### Work task
Work through the data and say how many lines contain "instance". The number alone is the answer.

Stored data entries
<<<<

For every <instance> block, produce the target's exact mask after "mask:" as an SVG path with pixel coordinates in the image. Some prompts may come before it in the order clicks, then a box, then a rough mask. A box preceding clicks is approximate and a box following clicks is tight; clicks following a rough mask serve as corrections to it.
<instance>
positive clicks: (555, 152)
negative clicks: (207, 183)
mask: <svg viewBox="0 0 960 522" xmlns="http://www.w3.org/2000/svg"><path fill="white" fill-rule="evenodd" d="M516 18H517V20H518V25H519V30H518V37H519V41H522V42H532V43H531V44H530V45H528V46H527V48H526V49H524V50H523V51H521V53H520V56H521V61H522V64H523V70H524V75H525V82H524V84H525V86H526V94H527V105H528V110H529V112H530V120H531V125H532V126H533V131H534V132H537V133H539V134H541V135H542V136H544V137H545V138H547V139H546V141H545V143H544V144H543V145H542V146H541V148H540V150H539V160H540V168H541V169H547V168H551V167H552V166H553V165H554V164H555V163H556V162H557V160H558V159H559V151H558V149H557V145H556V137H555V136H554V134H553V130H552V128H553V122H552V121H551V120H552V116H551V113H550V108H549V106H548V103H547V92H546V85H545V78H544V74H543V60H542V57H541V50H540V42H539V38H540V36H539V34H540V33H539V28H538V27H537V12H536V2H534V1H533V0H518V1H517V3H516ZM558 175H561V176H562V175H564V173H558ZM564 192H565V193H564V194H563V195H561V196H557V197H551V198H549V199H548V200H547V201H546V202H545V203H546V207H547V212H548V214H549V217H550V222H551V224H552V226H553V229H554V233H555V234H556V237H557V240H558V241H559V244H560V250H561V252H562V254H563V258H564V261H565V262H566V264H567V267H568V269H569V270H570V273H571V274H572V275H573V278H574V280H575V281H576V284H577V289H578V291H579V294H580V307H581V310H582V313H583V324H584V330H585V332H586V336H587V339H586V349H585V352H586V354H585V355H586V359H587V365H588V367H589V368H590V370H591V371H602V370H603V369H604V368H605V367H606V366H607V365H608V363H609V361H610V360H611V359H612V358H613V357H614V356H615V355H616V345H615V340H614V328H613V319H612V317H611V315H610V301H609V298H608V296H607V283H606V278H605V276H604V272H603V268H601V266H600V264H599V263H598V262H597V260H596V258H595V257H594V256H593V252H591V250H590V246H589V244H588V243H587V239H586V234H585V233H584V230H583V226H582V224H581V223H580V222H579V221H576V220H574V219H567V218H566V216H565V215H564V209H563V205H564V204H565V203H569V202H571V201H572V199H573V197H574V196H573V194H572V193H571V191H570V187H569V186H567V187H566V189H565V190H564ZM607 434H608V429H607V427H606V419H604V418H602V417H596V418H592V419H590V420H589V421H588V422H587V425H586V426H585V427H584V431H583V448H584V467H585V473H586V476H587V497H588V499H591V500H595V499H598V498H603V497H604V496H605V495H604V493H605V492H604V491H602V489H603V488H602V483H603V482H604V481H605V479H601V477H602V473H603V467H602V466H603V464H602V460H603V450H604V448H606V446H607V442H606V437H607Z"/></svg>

>>>>

### Answer box
2